- Genre: Biography
- Based on: Lincoln by Gore Vidal
- Screenplay by: Ernest Kinoy
- Directed by: Lamont Johnson
- Starring: Sam Waterston; Mary Tyler Moore; Richard Mulligan; Tim Guinee; John Houseman;
- Composer: Ernest Gold
- Country of origin: United States
- Original language: English
- No. of episodes: 2

Production
- Executive producers: Bill Finnegan Pat Finnegan Sheldon Pinchuk
- Producer: Bob Christiansen
- Cinematography: William Wages
- Editor: James Oliver
- Running time: 188 minutes
- Production companies: Chris/Rose Productions Finnegan/Pinchuk Productions

Original release
- Network: NBC
- Release: March 27 – March 28, 1988

= Lincoln (miniseries) =

Lincoln, also known as Gore Vidal's Lincoln, is a 1988 American television miniseries starring Sam Waterston as Abraham Lincoln, Mary Tyler Moore as Mary Todd Lincoln, and Richard Mulligan as William H. Seward. It was directed by Lamont Johnson and was based on the 1984 novel of the same name by Gore Vidal. It covers the period from Lincoln's election as President of the United States to the time of his assassination. (It can also be noted that Waterston would later dub the voice of Lincoln in Ken Burns's documentary The Civil War the following year.)

▸ **Task instructions**:
**A.** In the page about the Lincoln miniseries, which actor played William H. Seward?
**B.** Reproduce the part of the Lincoln miniseries page starting at "Lincoln, also known" and ending at "the following year.)".
**C.** Write the next part of the Lincoln miniseries page, picking up after its final sentence.

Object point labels
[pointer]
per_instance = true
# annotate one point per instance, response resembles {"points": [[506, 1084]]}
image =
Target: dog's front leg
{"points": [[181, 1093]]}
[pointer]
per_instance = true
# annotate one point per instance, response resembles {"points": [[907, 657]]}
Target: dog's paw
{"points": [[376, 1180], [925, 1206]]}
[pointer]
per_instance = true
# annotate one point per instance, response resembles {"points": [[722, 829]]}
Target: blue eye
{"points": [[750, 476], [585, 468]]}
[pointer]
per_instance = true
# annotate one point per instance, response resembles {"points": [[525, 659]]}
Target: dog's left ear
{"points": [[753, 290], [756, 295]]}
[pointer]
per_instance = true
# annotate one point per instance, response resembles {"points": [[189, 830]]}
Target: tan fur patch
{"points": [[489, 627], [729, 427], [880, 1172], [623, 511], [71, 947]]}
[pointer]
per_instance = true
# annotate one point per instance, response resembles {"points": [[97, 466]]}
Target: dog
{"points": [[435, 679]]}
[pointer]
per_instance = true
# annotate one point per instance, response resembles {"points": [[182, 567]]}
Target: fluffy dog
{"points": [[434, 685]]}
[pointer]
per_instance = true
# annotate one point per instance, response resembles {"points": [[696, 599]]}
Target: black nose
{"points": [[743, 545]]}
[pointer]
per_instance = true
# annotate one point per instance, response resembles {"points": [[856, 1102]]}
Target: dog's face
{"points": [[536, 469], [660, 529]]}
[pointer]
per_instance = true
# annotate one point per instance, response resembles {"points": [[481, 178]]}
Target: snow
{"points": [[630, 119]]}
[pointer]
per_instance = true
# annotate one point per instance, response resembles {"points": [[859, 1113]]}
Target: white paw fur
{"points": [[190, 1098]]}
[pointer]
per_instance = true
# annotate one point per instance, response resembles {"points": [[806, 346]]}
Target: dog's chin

▸ **Answers to the tasks**:
**A.** Richard Mulligan

**B.**
Lincoln, also known as Gore Vidal's Lincoln, is a 1988 American television miniseries starring Sam Waterston as Abraham Lincoln, Mary Tyler Moore as Mary Todd Lincoln, and Richard Mulligan as William H. Seward. It was directed by Lamont Johnson and was based on the 1984 novel of the same name by Gore Vidal. It covers the period from Lincoln's election as President of the United States to the time of his assassination. (It can also be noted that Waterston would later dub the voice of Lincoln in Ken Burns's documentary The Civil War the following year.)

**C.**
Lamont Johnson won an Emmy for directing Lincoln.
The miniseries was also nominated for Outstanding Hairstyling for a Miniseries or a Special, Outstanding Art Direction in a Miniseries or a Special, Outstanding Costume Design for a Miniseries or a Special, Outstanding Lead Actress in a Miniseries or a Special (Mary Tyler Moore), Outstanding Directing in a Miniseries or a Special, Outstanding Mini-series and Outstanding Supporting Actress in a Miniseries or a Special (Ruby Dee) at the 40th Primetime Emmy Awards.

The miniseries was filmed almost entirely in Richmond, Virginia and cost $8 million to produce.

It was broadcast by NBC in two episodes, each running two hours (with commercials), on Sunday March 27, 1988 and Monday March 28.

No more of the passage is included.